> _BRIEF_
Put the lines of the entries below into a JSON list of strings, one string per line, leaving out blank lines. Include only the lines from the one containing "Pin the police" through the end of the entries, both ends inclusive.

> _LISTED RECORDS_
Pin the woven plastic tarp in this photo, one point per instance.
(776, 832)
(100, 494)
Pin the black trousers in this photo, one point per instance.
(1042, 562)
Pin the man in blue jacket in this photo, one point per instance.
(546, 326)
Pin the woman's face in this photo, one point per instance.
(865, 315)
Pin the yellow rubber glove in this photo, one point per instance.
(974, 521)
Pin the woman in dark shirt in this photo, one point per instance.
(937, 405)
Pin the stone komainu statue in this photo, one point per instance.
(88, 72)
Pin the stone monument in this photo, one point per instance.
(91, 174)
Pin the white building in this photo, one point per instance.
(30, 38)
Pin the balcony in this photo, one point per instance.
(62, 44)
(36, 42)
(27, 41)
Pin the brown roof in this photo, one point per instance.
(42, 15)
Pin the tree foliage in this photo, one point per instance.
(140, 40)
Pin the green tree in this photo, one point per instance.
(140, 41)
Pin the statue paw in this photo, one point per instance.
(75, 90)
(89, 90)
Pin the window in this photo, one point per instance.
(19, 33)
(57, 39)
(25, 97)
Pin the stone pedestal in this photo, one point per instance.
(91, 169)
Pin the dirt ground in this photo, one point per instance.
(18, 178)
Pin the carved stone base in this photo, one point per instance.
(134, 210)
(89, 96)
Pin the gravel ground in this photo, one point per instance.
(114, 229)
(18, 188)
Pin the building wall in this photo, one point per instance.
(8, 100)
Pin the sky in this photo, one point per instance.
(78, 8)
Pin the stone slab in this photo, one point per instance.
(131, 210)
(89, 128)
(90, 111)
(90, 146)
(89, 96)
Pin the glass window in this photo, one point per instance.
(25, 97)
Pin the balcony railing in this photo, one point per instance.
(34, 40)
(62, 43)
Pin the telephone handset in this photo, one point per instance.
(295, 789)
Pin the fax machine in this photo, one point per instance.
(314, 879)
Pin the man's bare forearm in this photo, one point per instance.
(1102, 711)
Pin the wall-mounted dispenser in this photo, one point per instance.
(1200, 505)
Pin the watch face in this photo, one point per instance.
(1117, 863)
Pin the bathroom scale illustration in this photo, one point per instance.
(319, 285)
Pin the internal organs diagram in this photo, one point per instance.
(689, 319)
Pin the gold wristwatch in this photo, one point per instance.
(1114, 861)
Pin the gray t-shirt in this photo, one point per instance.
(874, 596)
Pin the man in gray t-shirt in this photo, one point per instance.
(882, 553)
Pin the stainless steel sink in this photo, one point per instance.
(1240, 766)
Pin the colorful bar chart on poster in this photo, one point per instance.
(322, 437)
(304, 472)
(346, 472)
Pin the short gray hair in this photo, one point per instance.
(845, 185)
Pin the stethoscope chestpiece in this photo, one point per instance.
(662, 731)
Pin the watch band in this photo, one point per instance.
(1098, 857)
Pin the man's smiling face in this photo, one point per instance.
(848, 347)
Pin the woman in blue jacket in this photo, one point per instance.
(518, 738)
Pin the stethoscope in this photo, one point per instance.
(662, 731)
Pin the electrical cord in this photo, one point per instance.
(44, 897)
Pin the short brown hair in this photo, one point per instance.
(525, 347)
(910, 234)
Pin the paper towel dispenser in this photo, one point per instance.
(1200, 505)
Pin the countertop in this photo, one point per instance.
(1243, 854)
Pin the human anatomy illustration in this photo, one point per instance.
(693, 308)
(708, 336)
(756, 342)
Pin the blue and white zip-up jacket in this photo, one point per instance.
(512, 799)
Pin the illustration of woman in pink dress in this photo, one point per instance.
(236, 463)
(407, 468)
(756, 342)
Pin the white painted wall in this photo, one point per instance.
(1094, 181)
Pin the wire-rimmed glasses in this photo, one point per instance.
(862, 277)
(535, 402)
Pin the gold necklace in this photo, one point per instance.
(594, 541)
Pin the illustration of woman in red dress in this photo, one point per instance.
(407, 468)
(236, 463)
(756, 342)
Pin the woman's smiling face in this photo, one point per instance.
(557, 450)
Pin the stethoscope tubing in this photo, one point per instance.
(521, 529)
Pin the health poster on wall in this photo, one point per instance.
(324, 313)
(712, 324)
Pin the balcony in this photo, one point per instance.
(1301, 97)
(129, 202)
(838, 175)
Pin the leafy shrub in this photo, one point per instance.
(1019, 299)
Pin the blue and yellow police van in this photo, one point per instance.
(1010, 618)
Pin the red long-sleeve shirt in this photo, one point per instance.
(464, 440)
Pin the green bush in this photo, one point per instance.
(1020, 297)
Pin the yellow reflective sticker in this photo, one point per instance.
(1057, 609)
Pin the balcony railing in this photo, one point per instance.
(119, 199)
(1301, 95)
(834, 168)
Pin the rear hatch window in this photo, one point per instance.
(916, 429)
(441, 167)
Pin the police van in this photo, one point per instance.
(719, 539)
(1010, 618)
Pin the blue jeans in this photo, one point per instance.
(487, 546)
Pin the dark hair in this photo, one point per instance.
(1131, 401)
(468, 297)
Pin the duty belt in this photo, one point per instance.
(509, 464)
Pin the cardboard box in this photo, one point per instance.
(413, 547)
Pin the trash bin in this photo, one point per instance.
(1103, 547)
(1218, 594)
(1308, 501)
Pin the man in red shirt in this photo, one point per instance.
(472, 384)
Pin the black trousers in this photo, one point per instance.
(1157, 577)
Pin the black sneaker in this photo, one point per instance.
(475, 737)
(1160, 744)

> _OUTPUT OF THE EXERCISE_
[
  "Pin the police van in this photo, one point per instance.",
  "(719, 539)",
  "(1010, 618)",
  "Pin the blue jeans in this photo, one point per instance.",
  "(487, 546)",
  "Pin the dark hair in this photo, one point per instance.",
  "(1131, 401)",
  "(468, 297)",
  "Pin the duty belt in this photo, one point per instance.",
  "(509, 464)",
  "Pin the cardboard box in this photo, one point per instance.",
  "(413, 547)",
  "Pin the trash bin in this photo, one point per instance.",
  "(1103, 547)",
  "(1218, 594)",
  "(1308, 501)",
  "Pin the man in red shirt in this photo, one point per instance.",
  "(472, 384)",
  "Pin the black trousers in this photo, one point per instance.",
  "(1157, 577)",
  "Pin the black sneaker in this photo, one point per instance.",
  "(475, 737)",
  "(1160, 744)"
]